EXCERPTED TEXT ->
"""

Unfortunately, bite force variations from one patient to the next as a deciding factor in material selection is difficult to predict, explains Dr. Ferencz. “We have patients who have broken nearly any restorative material we’ve provided them, and others who’ve never broken even the weakest ceramics we’ve used,” he recalls. “I would advise clinicians to examine their patients, see what they are doing to their own teeth and other restorations, and if they see a lot of wear, tooth fractures, and ceramic chipping, I would be much more likely to recommend zirconia.”

Technological Advances Mean More Options

While advances in material science cannot be discounted as a substantial reason for the shift away from PFM restorations, technological developments are equally significant. CAD/CAM and digital systems, once relegated to dental laboratories, are now infiltrating dental practices and enabling clinicians to take digital impressions, design the ideal restoration, and mill it immediately—without the patient’s needing a second appointment. The digital workflow helps to ensure accuracy, and the software accompanying these systems accounts for important factors such as occlusion, fit, and esthetics, so operators are guided in their efforts to create a patient-specific restoration.

"""

Referring expression data
"""

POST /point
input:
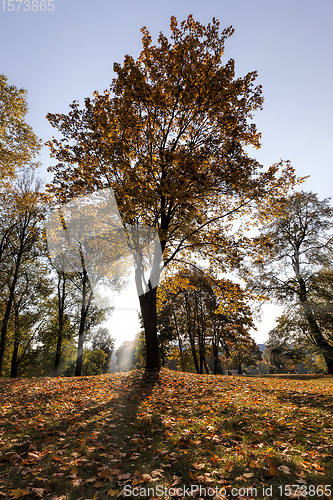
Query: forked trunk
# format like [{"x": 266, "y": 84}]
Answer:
[{"x": 149, "y": 316}]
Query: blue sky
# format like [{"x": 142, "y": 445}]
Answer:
[{"x": 67, "y": 53}]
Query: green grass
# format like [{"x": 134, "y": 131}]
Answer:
[{"x": 89, "y": 437}]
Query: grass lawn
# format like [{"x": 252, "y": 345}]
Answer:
[{"x": 101, "y": 437}]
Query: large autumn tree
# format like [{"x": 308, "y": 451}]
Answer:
[{"x": 169, "y": 137}]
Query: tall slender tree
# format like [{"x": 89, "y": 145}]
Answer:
[{"x": 293, "y": 258}]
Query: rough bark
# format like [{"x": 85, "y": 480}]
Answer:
[
  {"x": 61, "y": 320},
  {"x": 321, "y": 342},
  {"x": 9, "y": 305}
]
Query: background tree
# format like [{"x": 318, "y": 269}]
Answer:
[
  {"x": 169, "y": 139},
  {"x": 206, "y": 316},
  {"x": 26, "y": 204},
  {"x": 103, "y": 341},
  {"x": 18, "y": 143},
  {"x": 293, "y": 257}
]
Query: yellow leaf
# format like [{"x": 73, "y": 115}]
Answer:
[
  {"x": 272, "y": 469},
  {"x": 18, "y": 493}
]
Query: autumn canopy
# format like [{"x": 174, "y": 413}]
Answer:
[{"x": 169, "y": 138}]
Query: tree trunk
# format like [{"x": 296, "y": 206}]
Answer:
[
  {"x": 9, "y": 307},
  {"x": 14, "y": 365},
  {"x": 149, "y": 316},
  {"x": 320, "y": 341},
  {"x": 190, "y": 334},
  {"x": 84, "y": 313},
  {"x": 61, "y": 307}
]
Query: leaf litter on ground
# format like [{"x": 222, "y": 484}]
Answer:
[{"x": 89, "y": 437}]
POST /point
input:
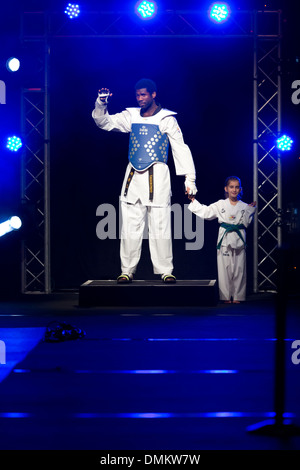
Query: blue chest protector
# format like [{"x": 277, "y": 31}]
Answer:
[{"x": 147, "y": 146}]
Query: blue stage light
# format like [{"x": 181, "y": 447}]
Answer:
[
  {"x": 14, "y": 223},
  {"x": 14, "y": 143},
  {"x": 146, "y": 10},
  {"x": 284, "y": 143},
  {"x": 12, "y": 64},
  {"x": 219, "y": 12},
  {"x": 72, "y": 10}
]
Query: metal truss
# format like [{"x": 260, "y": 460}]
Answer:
[
  {"x": 40, "y": 29},
  {"x": 266, "y": 158},
  {"x": 35, "y": 189}
]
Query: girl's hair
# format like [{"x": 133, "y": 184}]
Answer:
[{"x": 233, "y": 178}]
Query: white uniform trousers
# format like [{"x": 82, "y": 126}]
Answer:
[
  {"x": 232, "y": 273},
  {"x": 138, "y": 222}
]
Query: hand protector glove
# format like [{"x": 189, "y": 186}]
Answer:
[
  {"x": 190, "y": 183},
  {"x": 103, "y": 96}
]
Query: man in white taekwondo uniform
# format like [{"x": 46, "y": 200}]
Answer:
[{"x": 146, "y": 189}]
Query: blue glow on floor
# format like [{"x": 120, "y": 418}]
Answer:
[
  {"x": 139, "y": 371},
  {"x": 215, "y": 414}
]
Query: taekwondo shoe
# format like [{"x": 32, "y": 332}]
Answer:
[
  {"x": 124, "y": 278},
  {"x": 168, "y": 278}
]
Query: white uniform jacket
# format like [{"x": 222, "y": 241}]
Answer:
[
  {"x": 238, "y": 214},
  {"x": 139, "y": 186}
]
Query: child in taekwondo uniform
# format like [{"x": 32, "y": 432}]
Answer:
[{"x": 234, "y": 216}]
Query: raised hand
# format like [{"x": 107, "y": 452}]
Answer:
[{"x": 104, "y": 94}]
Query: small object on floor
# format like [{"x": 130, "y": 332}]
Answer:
[
  {"x": 124, "y": 279},
  {"x": 62, "y": 331},
  {"x": 169, "y": 279}
]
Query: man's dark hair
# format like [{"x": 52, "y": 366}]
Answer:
[{"x": 146, "y": 83}]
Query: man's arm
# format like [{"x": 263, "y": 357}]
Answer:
[
  {"x": 183, "y": 160},
  {"x": 120, "y": 122}
]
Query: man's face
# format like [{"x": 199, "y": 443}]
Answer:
[{"x": 144, "y": 98}]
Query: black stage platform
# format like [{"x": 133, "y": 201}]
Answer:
[{"x": 140, "y": 293}]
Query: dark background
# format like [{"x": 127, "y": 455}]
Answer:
[{"x": 207, "y": 82}]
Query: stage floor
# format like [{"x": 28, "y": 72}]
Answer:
[{"x": 150, "y": 378}]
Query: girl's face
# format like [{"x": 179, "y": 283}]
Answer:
[{"x": 233, "y": 189}]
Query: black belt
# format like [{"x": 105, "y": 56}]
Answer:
[{"x": 151, "y": 182}]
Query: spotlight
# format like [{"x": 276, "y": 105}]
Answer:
[
  {"x": 284, "y": 143},
  {"x": 14, "y": 143},
  {"x": 72, "y": 10},
  {"x": 146, "y": 10},
  {"x": 14, "y": 223},
  {"x": 12, "y": 64},
  {"x": 219, "y": 12}
]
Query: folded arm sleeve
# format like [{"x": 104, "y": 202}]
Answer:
[
  {"x": 182, "y": 155},
  {"x": 120, "y": 122}
]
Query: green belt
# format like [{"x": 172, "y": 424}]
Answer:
[{"x": 231, "y": 228}]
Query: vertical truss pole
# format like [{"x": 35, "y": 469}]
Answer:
[
  {"x": 35, "y": 185},
  {"x": 255, "y": 157},
  {"x": 266, "y": 158}
]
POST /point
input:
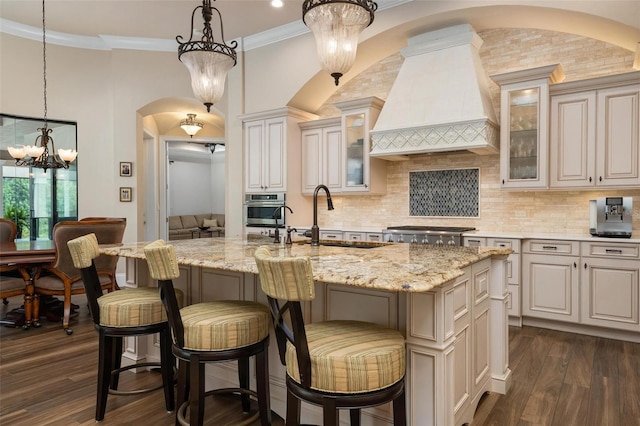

"""

THE TASK ->
Reproduce the dental restorations text from "Technological Advances Mean" to "a patient-specific restoration.", replacing "dental practices" with "dental offices".

RESPONSE TO THE TASK ->
Technological Advances Mean More Options

While advances in material science cannot be discounted as a substantial reason for the shift away from PFM restorations, technological developments are equally significant. CAD/CAM and digital systems, once relegated to dental laboratories, are now infiltrating dental offices and enabling clinicians to take digital impressions, design the ideal restoration, and mill it immediately—without the patient’s needing a second appointment. The digital workflow helps to ensure accuracy, and the software accompanying these systems accounts for important factors such as occlusion, fit, and esthetics, so operators are guided in their efforts to create a patient-specific restoration.